**GIVEN TASK:** Please count how many lines in the records below contain the string "sheet". Reply with the number alone.
━━ DATASET RECORDS ━━
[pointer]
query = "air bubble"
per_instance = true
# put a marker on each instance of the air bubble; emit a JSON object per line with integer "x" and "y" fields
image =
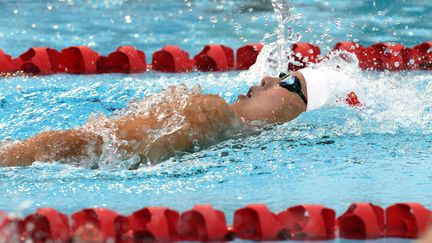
{"x": 128, "y": 19}
{"x": 213, "y": 19}
{"x": 338, "y": 22}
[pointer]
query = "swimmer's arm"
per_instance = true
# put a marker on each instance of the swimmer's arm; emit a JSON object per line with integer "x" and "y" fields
{"x": 51, "y": 146}
{"x": 208, "y": 118}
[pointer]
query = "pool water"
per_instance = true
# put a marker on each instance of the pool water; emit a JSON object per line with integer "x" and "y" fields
{"x": 335, "y": 155}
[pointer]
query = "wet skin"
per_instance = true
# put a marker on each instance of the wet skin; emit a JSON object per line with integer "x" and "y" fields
{"x": 208, "y": 120}
{"x": 270, "y": 103}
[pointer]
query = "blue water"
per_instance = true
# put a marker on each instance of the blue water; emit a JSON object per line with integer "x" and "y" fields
{"x": 335, "y": 155}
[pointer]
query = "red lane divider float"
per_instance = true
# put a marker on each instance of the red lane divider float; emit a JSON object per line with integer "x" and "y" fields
{"x": 151, "y": 224}
{"x": 256, "y": 222}
{"x": 171, "y": 59}
{"x": 362, "y": 221}
{"x": 407, "y": 220}
{"x": 214, "y": 57}
{"x": 247, "y": 55}
{"x": 126, "y": 59}
{"x": 205, "y": 224}
{"x": 78, "y": 60}
{"x": 309, "y": 222}
{"x": 93, "y": 224}
{"x": 303, "y": 55}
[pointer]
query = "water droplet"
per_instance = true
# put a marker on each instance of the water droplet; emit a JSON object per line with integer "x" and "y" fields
{"x": 213, "y": 19}
{"x": 128, "y": 19}
{"x": 338, "y": 22}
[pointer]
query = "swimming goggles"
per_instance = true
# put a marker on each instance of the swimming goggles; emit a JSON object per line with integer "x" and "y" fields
{"x": 292, "y": 84}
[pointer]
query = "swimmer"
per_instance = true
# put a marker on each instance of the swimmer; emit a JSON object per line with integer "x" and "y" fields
{"x": 206, "y": 120}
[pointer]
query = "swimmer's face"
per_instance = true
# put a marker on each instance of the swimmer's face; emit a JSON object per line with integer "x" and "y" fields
{"x": 268, "y": 102}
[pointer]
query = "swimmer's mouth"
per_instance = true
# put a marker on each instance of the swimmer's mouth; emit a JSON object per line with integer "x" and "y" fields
{"x": 248, "y": 95}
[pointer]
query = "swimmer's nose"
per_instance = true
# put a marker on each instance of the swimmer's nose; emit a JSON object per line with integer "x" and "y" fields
{"x": 268, "y": 82}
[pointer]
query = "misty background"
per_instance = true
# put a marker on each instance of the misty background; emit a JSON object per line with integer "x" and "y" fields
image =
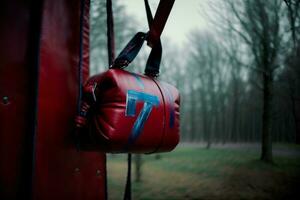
{"x": 236, "y": 64}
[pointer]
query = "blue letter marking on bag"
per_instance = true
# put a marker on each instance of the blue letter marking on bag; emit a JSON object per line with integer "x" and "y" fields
{"x": 149, "y": 101}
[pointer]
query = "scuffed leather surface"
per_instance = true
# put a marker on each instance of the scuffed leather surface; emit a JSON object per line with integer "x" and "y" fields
{"x": 111, "y": 128}
{"x": 62, "y": 172}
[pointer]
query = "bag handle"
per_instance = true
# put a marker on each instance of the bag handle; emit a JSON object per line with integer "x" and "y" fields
{"x": 152, "y": 37}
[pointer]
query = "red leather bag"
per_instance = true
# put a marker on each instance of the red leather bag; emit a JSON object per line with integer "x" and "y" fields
{"x": 127, "y": 112}
{"x": 132, "y": 113}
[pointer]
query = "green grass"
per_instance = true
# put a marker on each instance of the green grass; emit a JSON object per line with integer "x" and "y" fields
{"x": 217, "y": 173}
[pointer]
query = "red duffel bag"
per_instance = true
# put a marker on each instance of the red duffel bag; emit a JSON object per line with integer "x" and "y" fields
{"x": 132, "y": 113}
{"x": 124, "y": 112}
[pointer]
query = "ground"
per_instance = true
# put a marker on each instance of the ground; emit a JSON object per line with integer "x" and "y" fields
{"x": 222, "y": 172}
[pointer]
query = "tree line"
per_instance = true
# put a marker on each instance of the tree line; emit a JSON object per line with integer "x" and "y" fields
{"x": 239, "y": 80}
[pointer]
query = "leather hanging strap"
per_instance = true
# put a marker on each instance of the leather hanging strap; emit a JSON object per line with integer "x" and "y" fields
{"x": 156, "y": 26}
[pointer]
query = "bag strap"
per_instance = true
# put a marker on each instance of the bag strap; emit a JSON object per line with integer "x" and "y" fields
{"x": 133, "y": 47}
{"x": 152, "y": 37}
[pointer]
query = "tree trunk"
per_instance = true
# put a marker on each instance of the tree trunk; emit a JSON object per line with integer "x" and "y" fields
{"x": 266, "y": 154}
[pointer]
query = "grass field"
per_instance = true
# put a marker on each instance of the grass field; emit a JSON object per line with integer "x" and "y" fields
{"x": 230, "y": 172}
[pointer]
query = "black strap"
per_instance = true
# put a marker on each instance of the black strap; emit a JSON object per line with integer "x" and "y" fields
{"x": 156, "y": 25}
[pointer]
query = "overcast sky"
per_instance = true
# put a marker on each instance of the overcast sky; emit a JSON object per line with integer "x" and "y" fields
{"x": 185, "y": 16}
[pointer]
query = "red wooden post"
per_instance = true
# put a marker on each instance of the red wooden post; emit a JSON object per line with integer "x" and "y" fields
{"x": 39, "y": 83}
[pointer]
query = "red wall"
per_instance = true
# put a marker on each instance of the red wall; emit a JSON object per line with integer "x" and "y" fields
{"x": 58, "y": 171}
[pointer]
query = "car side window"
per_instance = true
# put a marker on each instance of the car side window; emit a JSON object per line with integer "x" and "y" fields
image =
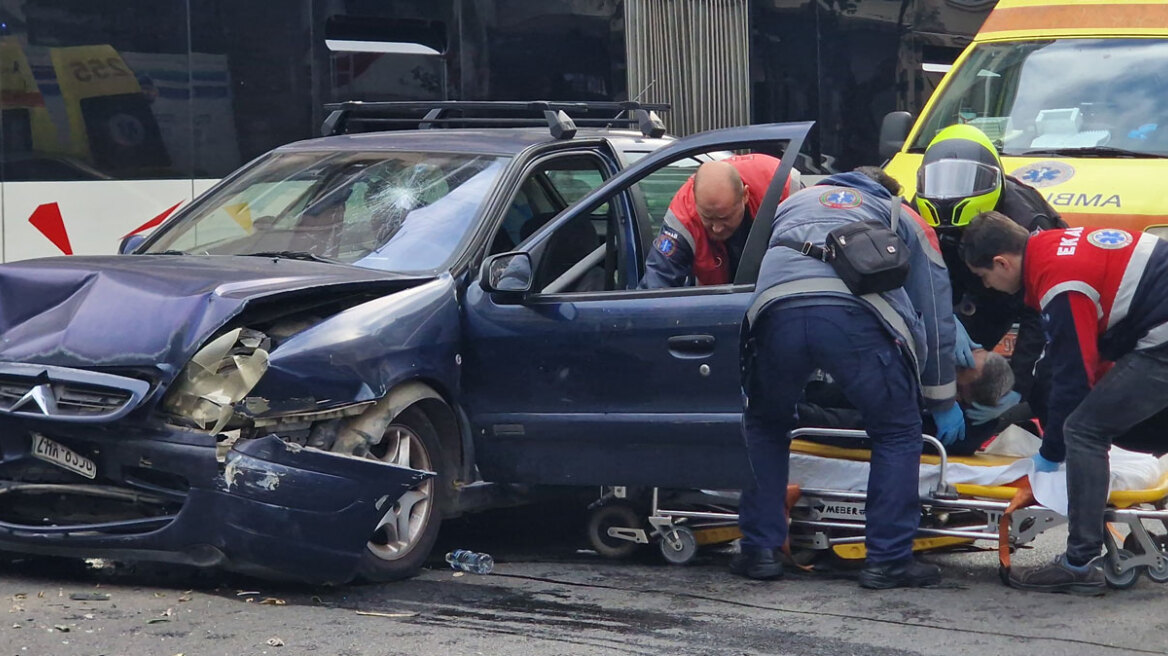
{"x": 585, "y": 248}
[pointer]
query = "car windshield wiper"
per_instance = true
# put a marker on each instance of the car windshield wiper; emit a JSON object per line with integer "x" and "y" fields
{"x": 293, "y": 255}
{"x": 1092, "y": 152}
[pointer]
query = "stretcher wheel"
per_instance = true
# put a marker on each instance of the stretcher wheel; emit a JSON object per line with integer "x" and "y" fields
{"x": 1158, "y": 573}
{"x": 1117, "y": 579}
{"x": 679, "y": 545}
{"x": 609, "y": 516}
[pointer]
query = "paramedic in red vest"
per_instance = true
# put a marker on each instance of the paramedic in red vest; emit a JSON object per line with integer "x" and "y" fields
{"x": 1103, "y": 294}
{"x": 707, "y": 224}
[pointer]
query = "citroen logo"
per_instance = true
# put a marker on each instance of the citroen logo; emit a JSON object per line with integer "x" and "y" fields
{"x": 42, "y": 396}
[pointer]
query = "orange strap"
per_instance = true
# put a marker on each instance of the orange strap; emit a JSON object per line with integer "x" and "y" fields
{"x": 793, "y": 495}
{"x": 1022, "y": 499}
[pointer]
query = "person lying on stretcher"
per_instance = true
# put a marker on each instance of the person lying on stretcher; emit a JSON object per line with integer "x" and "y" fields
{"x": 984, "y": 385}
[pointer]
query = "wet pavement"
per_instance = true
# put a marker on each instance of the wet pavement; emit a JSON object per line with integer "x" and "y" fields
{"x": 549, "y": 595}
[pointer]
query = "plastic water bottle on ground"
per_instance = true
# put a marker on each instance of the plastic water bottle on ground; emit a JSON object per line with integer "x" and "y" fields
{"x": 471, "y": 562}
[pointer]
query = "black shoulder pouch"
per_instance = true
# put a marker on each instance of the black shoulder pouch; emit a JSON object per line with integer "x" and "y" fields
{"x": 867, "y": 255}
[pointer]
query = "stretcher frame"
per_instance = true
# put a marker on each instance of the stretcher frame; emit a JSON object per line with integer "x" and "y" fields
{"x": 951, "y": 514}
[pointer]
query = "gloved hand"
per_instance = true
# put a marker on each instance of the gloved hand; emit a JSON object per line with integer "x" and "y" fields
{"x": 950, "y": 424}
{"x": 963, "y": 353}
{"x": 1043, "y": 465}
{"x": 979, "y": 413}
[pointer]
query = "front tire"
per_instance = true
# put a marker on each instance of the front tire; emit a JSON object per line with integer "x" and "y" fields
{"x": 405, "y": 534}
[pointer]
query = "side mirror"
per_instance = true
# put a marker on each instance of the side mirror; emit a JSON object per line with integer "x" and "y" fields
{"x": 894, "y": 130}
{"x": 129, "y": 243}
{"x": 507, "y": 273}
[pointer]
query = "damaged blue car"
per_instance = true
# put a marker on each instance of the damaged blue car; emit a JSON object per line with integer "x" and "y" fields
{"x": 352, "y": 337}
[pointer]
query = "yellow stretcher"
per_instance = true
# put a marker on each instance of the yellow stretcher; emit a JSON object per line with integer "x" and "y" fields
{"x": 833, "y": 520}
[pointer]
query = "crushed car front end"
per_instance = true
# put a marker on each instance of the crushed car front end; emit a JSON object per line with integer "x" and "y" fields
{"x": 209, "y": 432}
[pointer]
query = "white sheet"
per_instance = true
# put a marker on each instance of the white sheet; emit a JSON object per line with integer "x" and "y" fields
{"x": 1128, "y": 472}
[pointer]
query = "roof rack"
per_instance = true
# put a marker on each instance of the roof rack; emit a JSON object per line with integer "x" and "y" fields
{"x": 560, "y": 118}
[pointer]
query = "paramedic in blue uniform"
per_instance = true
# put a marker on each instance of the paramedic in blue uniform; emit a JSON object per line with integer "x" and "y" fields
{"x": 885, "y": 350}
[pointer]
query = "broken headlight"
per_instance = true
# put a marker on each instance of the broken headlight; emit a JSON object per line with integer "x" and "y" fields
{"x": 217, "y": 377}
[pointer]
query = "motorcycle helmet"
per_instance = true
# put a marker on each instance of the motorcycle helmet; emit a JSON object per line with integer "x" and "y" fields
{"x": 960, "y": 176}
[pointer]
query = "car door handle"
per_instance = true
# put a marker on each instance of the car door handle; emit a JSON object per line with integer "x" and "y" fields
{"x": 692, "y": 346}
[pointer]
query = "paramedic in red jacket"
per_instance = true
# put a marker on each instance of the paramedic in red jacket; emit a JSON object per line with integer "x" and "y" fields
{"x": 1103, "y": 294}
{"x": 706, "y": 228}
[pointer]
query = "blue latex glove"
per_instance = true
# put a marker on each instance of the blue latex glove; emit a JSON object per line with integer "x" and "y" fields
{"x": 950, "y": 424}
{"x": 1043, "y": 465}
{"x": 963, "y": 353}
{"x": 978, "y": 413}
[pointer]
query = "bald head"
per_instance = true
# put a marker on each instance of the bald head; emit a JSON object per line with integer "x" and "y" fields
{"x": 721, "y": 199}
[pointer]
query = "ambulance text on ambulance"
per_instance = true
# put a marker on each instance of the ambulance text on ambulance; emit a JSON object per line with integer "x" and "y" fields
{"x": 1072, "y": 200}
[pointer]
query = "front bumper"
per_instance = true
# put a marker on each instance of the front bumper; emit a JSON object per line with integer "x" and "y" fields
{"x": 271, "y": 509}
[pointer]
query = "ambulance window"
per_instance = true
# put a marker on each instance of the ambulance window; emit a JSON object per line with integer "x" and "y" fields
{"x": 1059, "y": 96}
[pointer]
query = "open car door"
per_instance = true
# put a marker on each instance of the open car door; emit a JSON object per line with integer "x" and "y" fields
{"x": 570, "y": 385}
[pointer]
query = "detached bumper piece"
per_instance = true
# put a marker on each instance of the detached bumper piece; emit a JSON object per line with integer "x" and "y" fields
{"x": 273, "y": 509}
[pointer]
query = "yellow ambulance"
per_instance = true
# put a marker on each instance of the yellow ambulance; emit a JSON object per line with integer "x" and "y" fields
{"x": 1075, "y": 96}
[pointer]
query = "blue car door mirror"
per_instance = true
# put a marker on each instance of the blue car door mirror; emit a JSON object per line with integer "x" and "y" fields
{"x": 130, "y": 243}
{"x": 507, "y": 273}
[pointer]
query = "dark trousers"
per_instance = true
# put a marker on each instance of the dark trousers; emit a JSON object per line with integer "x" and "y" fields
{"x": 852, "y": 344}
{"x": 1127, "y": 395}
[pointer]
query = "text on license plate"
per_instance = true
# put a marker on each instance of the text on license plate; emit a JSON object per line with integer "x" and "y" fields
{"x": 62, "y": 456}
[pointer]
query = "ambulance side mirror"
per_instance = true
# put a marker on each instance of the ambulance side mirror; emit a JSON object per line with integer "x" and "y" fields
{"x": 894, "y": 130}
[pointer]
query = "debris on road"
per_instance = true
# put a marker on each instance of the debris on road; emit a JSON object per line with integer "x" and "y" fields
{"x": 376, "y": 614}
{"x": 89, "y": 595}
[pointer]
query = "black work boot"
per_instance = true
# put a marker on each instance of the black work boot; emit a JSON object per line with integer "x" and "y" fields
{"x": 899, "y": 573}
{"x": 756, "y": 564}
{"x": 1062, "y": 577}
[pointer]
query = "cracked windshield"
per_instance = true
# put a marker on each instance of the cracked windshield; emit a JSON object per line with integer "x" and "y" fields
{"x": 1019, "y": 95}
{"x": 395, "y": 211}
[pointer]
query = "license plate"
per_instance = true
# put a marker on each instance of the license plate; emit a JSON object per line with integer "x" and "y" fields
{"x": 62, "y": 456}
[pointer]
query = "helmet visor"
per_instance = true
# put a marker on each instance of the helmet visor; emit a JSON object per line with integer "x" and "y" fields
{"x": 957, "y": 179}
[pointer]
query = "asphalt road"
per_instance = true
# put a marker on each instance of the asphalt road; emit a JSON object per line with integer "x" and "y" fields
{"x": 550, "y": 597}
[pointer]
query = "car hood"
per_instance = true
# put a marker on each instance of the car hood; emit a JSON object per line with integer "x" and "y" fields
{"x": 136, "y": 311}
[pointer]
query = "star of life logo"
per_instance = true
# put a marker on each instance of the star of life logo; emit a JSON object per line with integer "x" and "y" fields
{"x": 1110, "y": 238}
{"x": 1044, "y": 174}
{"x": 840, "y": 200}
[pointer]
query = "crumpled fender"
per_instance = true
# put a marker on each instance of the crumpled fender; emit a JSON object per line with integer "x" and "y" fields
{"x": 361, "y": 353}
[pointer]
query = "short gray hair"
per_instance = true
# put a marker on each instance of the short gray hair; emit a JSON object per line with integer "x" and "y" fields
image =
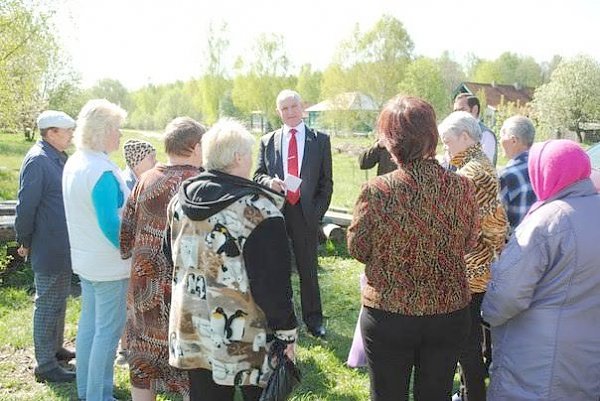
{"x": 286, "y": 94}
{"x": 95, "y": 121}
{"x": 458, "y": 122}
{"x": 521, "y": 128}
{"x": 221, "y": 143}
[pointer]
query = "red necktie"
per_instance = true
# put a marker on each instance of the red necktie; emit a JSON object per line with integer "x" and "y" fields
{"x": 293, "y": 196}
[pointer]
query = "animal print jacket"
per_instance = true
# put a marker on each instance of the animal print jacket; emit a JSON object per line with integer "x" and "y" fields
{"x": 474, "y": 164}
{"x": 231, "y": 280}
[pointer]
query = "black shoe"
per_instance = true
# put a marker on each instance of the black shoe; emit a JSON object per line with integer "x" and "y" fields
{"x": 317, "y": 331}
{"x": 56, "y": 375}
{"x": 65, "y": 355}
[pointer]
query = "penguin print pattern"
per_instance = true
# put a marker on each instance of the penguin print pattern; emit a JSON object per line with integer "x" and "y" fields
{"x": 214, "y": 322}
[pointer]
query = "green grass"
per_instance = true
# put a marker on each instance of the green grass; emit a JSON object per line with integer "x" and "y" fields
{"x": 346, "y": 174}
{"x": 325, "y": 376}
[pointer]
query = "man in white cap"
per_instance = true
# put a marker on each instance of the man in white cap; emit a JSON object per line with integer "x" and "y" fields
{"x": 42, "y": 233}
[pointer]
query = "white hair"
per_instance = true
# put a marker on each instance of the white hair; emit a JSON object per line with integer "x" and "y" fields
{"x": 287, "y": 94}
{"x": 458, "y": 122}
{"x": 222, "y": 142}
{"x": 95, "y": 121}
{"x": 521, "y": 128}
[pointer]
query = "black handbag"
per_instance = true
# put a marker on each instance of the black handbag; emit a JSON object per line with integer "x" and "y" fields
{"x": 285, "y": 377}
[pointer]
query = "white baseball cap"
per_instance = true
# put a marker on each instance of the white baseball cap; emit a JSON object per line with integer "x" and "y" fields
{"x": 55, "y": 119}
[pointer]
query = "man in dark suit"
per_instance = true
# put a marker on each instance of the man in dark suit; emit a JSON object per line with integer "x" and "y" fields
{"x": 296, "y": 150}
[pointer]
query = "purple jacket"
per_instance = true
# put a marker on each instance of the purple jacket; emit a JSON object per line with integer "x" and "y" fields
{"x": 543, "y": 303}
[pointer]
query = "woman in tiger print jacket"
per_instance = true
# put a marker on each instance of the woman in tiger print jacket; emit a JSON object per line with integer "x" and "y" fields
{"x": 461, "y": 135}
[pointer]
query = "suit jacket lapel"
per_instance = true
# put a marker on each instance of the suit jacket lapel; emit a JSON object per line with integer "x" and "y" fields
{"x": 278, "y": 155}
{"x": 310, "y": 141}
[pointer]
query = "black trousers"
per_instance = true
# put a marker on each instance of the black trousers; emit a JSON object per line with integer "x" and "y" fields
{"x": 304, "y": 236}
{"x": 203, "y": 388}
{"x": 471, "y": 357}
{"x": 396, "y": 344}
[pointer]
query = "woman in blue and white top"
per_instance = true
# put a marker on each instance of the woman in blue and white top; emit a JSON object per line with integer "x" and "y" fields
{"x": 94, "y": 194}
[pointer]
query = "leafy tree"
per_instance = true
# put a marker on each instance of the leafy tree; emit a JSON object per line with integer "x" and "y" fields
{"x": 309, "y": 84}
{"x": 508, "y": 109}
{"x": 424, "y": 79}
{"x": 257, "y": 84}
{"x": 113, "y": 91}
{"x": 548, "y": 67}
{"x": 452, "y": 72}
{"x": 174, "y": 102}
{"x": 571, "y": 98}
{"x": 374, "y": 62}
{"x": 213, "y": 86}
{"x": 145, "y": 104}
{"x": 508, "y": 68}
{"x": 27, "y": 46}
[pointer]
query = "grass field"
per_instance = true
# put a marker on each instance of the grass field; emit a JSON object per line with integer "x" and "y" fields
{"x": 346, "y": 174}
{"x": 325, "y": 376}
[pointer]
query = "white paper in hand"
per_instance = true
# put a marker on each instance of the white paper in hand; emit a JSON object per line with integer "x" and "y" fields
{"x": 292, "y": 183}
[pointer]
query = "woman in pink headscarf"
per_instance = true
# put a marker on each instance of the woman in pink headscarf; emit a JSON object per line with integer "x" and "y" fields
{"x": 543, "y": 301}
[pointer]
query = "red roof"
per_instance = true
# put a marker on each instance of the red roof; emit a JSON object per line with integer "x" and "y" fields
{"x": 495, "y": 92}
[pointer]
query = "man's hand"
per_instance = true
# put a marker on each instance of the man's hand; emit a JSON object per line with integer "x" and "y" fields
{"x": 277, "y": 185}
{"x": 23, "y": 252}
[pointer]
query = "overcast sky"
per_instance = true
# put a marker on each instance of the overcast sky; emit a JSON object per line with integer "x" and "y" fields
{"x": 143, "y": 41}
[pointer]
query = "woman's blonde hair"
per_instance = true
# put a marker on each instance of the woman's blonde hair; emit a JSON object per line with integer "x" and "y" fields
{"x": 221, "y": 143}
{"x": 95, "y": 121}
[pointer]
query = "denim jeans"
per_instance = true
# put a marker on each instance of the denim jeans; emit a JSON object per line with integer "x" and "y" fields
{"x": 100, "y": 326}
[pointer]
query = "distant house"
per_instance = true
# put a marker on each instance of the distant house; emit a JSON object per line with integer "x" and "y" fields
{"x": 352, "y": 111}
{"x": 496, "y": 94}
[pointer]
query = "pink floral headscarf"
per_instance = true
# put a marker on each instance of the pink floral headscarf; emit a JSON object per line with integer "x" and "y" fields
{"x": 555, "y": 165}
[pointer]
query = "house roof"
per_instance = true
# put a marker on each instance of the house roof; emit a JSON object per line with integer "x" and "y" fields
{"x": 346, "y": 101}
{"x": 494, "y": 93}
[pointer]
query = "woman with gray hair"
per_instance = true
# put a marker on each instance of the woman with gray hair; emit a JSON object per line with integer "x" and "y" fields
{"x": 94, "y": 194}
{"x": 461, "y": 135}
{"x": 231, "y": 293}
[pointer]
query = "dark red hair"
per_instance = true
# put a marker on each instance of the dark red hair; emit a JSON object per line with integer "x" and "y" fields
{"x": 409, "y": 128}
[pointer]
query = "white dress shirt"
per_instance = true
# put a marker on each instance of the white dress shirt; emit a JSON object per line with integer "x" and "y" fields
{"x": 285, "y": 143}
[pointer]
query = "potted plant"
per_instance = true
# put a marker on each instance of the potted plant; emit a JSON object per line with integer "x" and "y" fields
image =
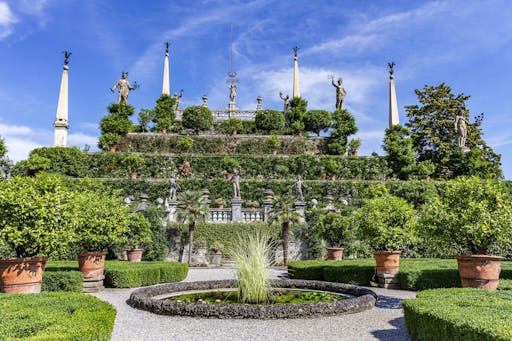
{"x": 472, "y": 218}
{"x": 333, "y": 228}
{"x": 133, "y": 163}
{"x": 140, "y": 233}
{"x": 102, "y": 224}
{"x": 37, "y": 222}
{"x": 388, "y": 224}
{"x": 220, "y": 202}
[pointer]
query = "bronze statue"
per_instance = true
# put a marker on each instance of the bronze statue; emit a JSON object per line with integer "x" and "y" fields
{"x": 340, "y": 92}
{"x": 124, "y": 88}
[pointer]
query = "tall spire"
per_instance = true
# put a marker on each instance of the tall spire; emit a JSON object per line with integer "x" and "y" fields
{"x": 61, "y": 121}
{"x": 393, "y": 106}
{"x": 166, "y": 86}
{"x": 296, "y": 90}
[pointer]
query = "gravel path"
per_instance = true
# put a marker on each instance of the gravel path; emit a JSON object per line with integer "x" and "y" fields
━━━
**WRITTEN ANSWER:** 2